Tugas yang Diberikan 1. Tulis ulang entri, mulai dari baris yang memuat "of the wooden" hingga baris yang memuat "x=1222, y=420", termasuk kedua baris tersebut. Tukar "guitar" dengan "ukulele" dan biarkan bagian lainnya tetap sama.

(IslamToday ID) – Arab Saudi membukukan defisit hingga 29 miliar dolar AS untuk kuartal kedua tahun ini karena penurunan harga minyak dan turunnya permintaan, sehingga mempengaruhi pendapatan.
Dilaporkan Reuters, pendapatan dari minyak Kerajaan Saudi untuk April hingga Juni turun 45 persen, atau total pendapatannya turun 49 persen dibanding tahun lalu.
Saudi telah mengambil beberapa langkah penghematan untuk mengendalikan pengeluaran dan mengurangi dampak krisis minyak terhadap ekonominya. Akan tetapi tampaknya kebutuhan akan semakin lebih banyak.
“Pemangkasan di sektor pengeluaran sangat penting untuk mengatasi defisit,” kata Monica Malik, kepala ekonom di Abu Dhabi Commercial Bank, Rabu (30/7/2020), seperti dikutip di Oilprice.
“Sikap proaktif pemerintah sudah tercermin dalam langkah-langkah penghematan yang diumumkan pada bulan April. Namun, ini akan mengurangi prospek pemulihan.”
Sejak Januari 2020, pemerintah Saudi telah mengumumkan pemangkasan pengeluaran anggaran tahun 2020 sebesar 13,2 miliar dolar AS. Pemangkasan anggaran itu dipilih dari beberapa item program yang tidak berpengaruh banyak pada sektor ekonomi dan sosial.

Tugas yang Diberikan 2. Lanjutkan berita tentang defisit anggaran Arab Saudi setelah kalimat terakhir yang tercantum.

Data yang Ditampilkan.
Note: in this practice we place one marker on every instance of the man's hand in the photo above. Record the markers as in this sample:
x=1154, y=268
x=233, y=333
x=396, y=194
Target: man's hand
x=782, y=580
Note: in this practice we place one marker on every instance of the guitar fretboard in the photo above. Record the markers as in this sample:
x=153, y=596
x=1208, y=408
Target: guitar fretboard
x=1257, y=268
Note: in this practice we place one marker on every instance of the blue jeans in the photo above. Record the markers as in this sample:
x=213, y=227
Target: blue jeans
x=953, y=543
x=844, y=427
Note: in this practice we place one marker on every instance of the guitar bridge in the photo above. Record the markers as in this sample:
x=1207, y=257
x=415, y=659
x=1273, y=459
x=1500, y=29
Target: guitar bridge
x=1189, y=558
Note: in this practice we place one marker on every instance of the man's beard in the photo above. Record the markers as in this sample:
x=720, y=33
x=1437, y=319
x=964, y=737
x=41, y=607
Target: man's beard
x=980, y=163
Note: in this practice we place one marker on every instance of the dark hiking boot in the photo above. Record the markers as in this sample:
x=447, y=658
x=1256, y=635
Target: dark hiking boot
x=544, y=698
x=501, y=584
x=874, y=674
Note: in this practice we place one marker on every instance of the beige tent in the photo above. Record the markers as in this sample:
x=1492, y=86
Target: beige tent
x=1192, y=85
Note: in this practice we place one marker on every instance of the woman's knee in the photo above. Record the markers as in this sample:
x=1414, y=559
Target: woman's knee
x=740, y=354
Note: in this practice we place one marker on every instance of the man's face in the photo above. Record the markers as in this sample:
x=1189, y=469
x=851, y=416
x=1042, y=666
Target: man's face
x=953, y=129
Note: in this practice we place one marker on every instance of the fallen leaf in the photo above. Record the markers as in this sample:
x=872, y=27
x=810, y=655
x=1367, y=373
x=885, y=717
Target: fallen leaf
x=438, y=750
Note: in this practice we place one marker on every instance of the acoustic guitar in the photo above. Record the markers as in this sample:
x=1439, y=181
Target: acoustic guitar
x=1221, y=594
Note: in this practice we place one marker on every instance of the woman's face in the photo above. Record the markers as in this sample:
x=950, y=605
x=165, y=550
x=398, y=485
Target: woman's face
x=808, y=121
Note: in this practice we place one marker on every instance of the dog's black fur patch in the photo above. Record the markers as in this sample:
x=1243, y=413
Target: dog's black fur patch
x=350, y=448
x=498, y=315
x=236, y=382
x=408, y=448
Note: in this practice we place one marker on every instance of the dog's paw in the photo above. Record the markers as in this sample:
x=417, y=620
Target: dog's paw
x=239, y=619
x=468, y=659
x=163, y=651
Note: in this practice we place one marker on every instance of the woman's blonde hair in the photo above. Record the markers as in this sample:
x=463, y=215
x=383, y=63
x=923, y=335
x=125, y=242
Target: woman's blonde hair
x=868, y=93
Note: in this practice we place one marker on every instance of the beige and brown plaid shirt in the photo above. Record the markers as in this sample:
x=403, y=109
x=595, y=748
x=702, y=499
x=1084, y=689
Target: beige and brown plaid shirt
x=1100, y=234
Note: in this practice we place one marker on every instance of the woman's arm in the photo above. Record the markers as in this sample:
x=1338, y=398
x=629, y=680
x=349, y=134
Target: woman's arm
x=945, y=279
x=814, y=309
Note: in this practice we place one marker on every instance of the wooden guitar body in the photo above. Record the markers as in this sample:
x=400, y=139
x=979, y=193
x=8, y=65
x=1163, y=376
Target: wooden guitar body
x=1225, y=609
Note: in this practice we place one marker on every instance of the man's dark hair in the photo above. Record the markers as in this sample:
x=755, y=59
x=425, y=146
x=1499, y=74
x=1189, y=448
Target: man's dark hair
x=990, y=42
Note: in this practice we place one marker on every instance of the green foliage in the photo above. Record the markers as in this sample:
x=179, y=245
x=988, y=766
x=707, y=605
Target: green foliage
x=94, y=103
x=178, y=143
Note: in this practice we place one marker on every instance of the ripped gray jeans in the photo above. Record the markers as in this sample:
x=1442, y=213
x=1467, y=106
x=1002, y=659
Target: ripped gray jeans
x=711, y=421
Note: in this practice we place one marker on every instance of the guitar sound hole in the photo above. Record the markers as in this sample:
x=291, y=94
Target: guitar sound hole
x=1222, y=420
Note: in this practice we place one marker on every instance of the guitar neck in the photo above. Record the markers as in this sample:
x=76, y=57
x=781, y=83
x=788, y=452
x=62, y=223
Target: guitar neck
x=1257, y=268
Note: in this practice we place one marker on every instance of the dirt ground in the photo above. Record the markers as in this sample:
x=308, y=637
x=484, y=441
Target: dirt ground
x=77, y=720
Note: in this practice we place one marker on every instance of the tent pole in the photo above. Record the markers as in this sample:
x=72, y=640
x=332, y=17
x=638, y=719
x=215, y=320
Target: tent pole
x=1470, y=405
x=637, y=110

Hasil Latihan 1.
Note: in this practice we place one marker on every instance of the wooden ukulele body in the photo above. Record the markers as in this sample:
x=400, y=139
x=979, y=193
x=8, y=65
x=1163, y=376
Target: wooden ukulele body
x=1225, y=609
Note: in this practice we place one marker on every instance of the man's dark hair in the photo above. Record the markers as in this sample:
x=755, y=59
x=425, y=146
x=1499, y=74
x=1189, y=448
Target: man's dark hair
x=990, y=42
Note: in this practice we place one marker on every instance of the green foliage in the photo above. Record the markers as in this sample:
x=179, y=245
x=988, y=766
x=707, y=605
Target: green foliage
x=94, y=103
x=178, y=143
Note: in this practice we place one marker on every instance of the ripped gray jeans in the photo above. Record the markers as in this sample:
x=1442, y=213
x=1467, y=106
x=1002, y=659
Target: ripped gray jeans
x=711, y=421
Note: in this practice we place one marker on every instance of the ukulele sound hole in the photo above. Record the markers as in this sample:
x=291, y=94
Target: ukulele sound hole
x=1222, y=420

Hasil Latihan 2.
Saudi juga menaikkan pajak pertambahan nilai menjadi 15 persen dari sebelumnya 5 persen. Serta penangguhan tunjangan hidup bagi pegawai negeri yang merupakan pekerjaan mayoritas warga Saudi.
Langkah-langkah penghematan ini bertujuan agar bisa mempercepat pemulihan ekonomi setelah krisis selesai. Sebab jika kerajaan meminjam atau berutang dalam jumlah besar tidak akan banyak membantu, malah akan kesulitan dalam melunasi.
Untuk saat ini, ada minat yang kuat bagi Saudi untuk berutang, namun hal itu tidak akan dilakukan permintaan minyak diprediksi akan kembali meninggi. Riyadh sendiri sudah memiliki utang hampir 13 miliar dolar AS di pasar internasional dan domestik.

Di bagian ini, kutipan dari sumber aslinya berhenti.